| What to work on |
Rewrite the lines from the one holding "Locate green scout" through the end of the lines below, both included, keeping every request, and shift each bounding-box coordinate in the answers by adding 39.

-=-=-

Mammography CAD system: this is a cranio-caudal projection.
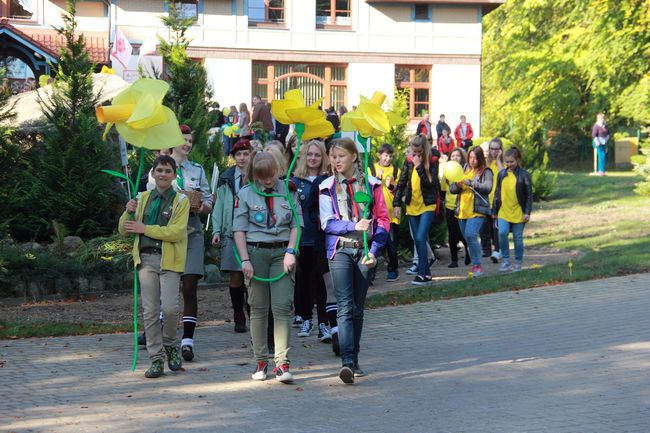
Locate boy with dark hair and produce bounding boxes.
[118,155,190,378]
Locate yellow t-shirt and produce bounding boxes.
[368,162,400,224]
[499,170,524,224]
[458,170,484,220]
[406,167,436,216]
[488,161,499,204]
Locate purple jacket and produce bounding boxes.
[318,176,390,260]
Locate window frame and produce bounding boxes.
[315,0,352,30]
[245,0,287,29]
[395,65,432,120]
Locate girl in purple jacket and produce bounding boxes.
[319,138,390,384]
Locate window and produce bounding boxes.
[252,62,347,108]
[316,0,352,28]
[248,0,284,25]
[395,65,431,118]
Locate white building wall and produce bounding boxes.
[431,65,481,137]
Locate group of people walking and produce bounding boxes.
[119,114,532,384]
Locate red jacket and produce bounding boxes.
[454,123,474,143]
[438,135,456,156]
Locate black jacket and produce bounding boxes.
[393,150,440,211]
[449,168,494,215]
[492,167,533,216]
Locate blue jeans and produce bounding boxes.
[596,145,607,173]
[409,211,436,277]
[458,217,485,266]
[499,218,526,264]
[330,248,375,365]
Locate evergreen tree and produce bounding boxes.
[32,0,117,238]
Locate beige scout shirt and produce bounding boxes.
[232,180,304,242]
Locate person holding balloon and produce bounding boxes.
[449,146,494,277]
[319,138,390,384]
[441,147,471,268]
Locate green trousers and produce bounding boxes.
[248,247,294,365]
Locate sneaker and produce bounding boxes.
[318,323,332,343]
[273,364,293,383]
[251,361,269,380]
[411,275,431,286]
[490,251,502,263]
[165,346,183,371]
[233,311,246,334]
[406,263,418,275]
[291,316,304,328]
[339,364,354,384]
[332,332,341,356]
[144,359,165,379]
[298,319,314,337]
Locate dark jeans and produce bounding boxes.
[293,246,327,323]
[386,223,399,272]
[445,208,468,262]
[479,215,499,257]
[330,248,374,365]
[409,211,436,277]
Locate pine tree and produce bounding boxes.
[34,0,117,238]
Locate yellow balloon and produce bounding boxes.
[443,161,465,182]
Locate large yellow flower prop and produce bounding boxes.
[341,92,406,138]
[271,89,335,140]
[96,78,184,150]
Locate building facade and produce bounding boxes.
[0,0,505,131]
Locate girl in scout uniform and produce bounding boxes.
[319,138,390,384]
[291,140,336,343]
[232,152,302,383]
[172,125,212,361]
[212,138,251,332]
[118,155,190,378]
[492,146,533,272]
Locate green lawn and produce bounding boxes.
[368,172,650,308]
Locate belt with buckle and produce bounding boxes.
[246,241,289,248]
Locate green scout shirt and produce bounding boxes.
[232,180,304,242]
[140,188,176,251]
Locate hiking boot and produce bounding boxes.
[144,359,165,379]
[251,361,269,380]
[318,323,332,343]
[273,364,293,383]
[339,364,354,385]
[298,319,314,337]
[165,346,183,371]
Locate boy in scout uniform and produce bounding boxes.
[233,152,302,383]
[172,125,212,361]
[118,155,190,378]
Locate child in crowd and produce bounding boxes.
[449,146,493,277]
[442,147,471,268]
[492,146,533,272]
[369,143,401,282]
[119,155,190,378]
[212,138,251,332]
[319,138,390,384]
[232,152,302,383]
[393,135,441,285]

-=-=-

| Full response |
Locate green scout shirt and produce bounding boxes.
[271,219,343,281]
[179,227,215,290]
Locate hiking boot and produce bounding boxes.
[183,398,204,418]
[290,400,308,419]
[357,362,371,382]
[312,403,332,422]
[378,403,393,424]
[337,358,353,376]
[204,385,222,410]
Locate boy in scout uniform and produce bounding boxes.
[272,191,341,422]
[211,164,251,400]
[157,194,229,417]
Locate child in crowd and produce bounding boxes.
[488,185,532,316]
[481,186,510,307]
[531,185,572,311]
[408,182,440,321]
[158,194,229,417]
[251,177,290,371]
[358,177,429,423]
[271,191,341,422]
[432,174,480,324]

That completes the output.